▶ **Task to complete**:
Extract each line below that contains the word "steam", and copy every such line in full.

▶ **Records**:
* Start *

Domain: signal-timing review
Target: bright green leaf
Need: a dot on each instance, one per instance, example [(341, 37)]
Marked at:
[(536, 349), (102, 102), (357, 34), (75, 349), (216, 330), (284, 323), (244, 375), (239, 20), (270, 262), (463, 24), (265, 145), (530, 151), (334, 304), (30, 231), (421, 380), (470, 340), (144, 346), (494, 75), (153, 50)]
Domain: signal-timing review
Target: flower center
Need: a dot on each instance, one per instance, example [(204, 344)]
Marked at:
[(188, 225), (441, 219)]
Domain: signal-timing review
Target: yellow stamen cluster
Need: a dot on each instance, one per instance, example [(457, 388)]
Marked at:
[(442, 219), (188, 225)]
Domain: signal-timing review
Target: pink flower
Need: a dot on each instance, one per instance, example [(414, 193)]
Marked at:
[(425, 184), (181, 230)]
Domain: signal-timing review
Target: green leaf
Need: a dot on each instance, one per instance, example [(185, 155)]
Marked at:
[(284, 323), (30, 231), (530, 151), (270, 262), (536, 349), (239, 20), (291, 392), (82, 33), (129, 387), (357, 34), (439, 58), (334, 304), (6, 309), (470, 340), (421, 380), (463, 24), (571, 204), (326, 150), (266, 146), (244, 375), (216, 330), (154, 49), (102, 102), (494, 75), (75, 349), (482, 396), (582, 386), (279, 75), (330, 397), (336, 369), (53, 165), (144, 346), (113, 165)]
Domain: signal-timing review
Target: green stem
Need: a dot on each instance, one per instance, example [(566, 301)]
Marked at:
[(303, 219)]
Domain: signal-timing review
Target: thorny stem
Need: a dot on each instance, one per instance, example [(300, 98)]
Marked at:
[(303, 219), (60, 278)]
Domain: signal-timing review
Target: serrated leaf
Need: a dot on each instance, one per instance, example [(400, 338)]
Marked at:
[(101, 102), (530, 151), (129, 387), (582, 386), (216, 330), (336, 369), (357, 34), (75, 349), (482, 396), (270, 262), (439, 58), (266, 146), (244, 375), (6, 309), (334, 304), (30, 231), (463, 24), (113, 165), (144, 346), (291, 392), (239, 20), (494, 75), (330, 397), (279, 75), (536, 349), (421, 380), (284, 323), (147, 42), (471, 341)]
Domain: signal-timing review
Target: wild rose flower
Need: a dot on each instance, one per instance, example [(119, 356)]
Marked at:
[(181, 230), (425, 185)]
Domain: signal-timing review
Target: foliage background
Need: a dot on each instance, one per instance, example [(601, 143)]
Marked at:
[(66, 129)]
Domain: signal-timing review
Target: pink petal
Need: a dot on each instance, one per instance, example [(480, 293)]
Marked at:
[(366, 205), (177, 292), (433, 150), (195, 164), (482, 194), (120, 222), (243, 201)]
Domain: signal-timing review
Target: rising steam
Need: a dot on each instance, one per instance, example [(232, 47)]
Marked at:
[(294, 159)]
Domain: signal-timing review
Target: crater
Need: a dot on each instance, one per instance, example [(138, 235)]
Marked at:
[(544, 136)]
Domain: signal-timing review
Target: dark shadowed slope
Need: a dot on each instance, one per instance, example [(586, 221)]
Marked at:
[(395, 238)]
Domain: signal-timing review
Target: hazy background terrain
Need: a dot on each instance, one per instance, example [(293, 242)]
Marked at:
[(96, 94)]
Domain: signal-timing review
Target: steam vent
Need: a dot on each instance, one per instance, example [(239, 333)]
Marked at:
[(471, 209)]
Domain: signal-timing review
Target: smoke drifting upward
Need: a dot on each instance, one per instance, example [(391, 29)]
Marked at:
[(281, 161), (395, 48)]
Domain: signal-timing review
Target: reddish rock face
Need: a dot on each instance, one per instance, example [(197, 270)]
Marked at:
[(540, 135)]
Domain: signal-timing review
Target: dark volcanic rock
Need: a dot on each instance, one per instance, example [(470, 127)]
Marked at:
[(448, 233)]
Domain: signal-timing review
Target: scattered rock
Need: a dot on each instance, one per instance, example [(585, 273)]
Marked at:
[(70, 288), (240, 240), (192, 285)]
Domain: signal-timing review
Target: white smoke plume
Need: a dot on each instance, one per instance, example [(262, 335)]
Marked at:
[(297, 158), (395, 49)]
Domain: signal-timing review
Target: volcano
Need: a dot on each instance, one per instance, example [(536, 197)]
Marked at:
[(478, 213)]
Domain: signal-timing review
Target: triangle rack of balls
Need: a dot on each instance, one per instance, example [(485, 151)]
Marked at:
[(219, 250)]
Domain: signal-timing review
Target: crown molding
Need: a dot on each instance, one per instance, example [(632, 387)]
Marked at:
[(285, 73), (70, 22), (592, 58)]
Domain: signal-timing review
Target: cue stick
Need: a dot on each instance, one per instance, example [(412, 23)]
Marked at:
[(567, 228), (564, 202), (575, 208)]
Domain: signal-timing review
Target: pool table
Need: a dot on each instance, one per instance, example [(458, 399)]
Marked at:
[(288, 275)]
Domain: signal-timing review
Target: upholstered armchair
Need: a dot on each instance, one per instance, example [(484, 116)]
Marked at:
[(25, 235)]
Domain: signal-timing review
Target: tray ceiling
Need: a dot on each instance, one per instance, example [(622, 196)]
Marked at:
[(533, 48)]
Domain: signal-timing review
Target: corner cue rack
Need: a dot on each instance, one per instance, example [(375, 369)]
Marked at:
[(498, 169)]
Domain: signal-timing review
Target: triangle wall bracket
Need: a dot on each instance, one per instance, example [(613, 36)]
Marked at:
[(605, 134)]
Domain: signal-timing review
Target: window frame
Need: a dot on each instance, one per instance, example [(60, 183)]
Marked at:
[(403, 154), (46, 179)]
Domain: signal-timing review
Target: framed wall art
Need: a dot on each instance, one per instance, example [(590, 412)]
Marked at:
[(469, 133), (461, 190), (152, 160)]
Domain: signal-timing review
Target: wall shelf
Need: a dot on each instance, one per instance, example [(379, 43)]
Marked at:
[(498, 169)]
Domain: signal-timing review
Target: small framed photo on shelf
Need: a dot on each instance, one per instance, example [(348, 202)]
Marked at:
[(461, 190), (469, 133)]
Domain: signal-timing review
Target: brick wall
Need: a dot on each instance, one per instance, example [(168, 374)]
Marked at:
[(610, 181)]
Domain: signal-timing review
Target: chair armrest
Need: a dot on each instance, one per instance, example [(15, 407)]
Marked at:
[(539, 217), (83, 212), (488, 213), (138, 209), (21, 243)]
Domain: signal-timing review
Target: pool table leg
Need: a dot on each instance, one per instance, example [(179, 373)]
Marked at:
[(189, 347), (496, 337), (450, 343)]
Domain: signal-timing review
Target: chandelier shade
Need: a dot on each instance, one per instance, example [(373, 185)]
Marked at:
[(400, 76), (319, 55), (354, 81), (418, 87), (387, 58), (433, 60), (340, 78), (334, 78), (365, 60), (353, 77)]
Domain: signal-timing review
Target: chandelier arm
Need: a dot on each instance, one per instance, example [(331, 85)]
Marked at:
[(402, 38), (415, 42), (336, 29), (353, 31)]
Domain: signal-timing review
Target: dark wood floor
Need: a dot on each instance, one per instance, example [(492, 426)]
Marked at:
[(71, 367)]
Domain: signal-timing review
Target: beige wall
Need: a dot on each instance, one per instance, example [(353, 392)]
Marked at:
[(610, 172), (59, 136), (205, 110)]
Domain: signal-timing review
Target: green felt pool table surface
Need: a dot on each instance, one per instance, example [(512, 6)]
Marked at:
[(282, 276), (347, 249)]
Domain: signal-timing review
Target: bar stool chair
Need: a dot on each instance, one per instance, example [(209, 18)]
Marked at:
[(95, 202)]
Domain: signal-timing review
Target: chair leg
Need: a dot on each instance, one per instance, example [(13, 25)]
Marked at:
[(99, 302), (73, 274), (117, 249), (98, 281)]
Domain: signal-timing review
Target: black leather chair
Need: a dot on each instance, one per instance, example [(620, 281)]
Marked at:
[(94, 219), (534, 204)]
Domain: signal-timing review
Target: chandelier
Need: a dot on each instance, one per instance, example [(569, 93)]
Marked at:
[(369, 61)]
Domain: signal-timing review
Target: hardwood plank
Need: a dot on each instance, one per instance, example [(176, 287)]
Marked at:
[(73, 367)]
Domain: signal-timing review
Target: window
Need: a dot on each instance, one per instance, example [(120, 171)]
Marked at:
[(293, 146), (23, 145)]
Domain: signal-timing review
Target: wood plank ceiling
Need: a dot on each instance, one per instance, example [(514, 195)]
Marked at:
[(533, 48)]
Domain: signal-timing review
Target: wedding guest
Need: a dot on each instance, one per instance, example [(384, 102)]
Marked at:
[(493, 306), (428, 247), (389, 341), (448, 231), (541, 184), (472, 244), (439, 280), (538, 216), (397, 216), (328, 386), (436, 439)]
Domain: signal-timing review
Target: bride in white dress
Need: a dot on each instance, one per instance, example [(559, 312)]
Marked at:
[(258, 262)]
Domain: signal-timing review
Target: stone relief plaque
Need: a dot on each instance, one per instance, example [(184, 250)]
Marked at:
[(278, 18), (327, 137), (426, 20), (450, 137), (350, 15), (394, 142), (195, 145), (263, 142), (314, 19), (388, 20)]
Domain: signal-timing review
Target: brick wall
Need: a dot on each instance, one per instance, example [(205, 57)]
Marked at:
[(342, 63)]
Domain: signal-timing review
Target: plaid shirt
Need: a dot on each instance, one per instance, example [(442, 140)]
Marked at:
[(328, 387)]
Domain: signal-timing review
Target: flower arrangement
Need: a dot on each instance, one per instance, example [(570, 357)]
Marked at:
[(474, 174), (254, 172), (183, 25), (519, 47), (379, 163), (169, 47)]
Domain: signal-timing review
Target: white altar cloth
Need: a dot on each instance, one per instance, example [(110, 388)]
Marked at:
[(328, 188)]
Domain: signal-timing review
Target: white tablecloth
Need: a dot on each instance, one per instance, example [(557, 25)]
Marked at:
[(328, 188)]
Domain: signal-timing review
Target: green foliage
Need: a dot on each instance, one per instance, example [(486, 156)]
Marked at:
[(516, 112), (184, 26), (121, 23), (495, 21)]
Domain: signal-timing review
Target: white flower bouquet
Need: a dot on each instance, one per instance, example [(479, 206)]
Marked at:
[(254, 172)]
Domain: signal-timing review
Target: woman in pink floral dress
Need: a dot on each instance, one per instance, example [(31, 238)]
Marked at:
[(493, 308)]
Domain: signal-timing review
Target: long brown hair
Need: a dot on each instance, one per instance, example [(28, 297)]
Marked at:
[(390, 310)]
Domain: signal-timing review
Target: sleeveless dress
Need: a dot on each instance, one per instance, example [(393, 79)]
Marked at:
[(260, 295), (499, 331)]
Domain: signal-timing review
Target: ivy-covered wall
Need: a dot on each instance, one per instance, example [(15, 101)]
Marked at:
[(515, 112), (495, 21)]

* End *

▶ **Solution to this problem**:
Target: rising steam
Target: steam vent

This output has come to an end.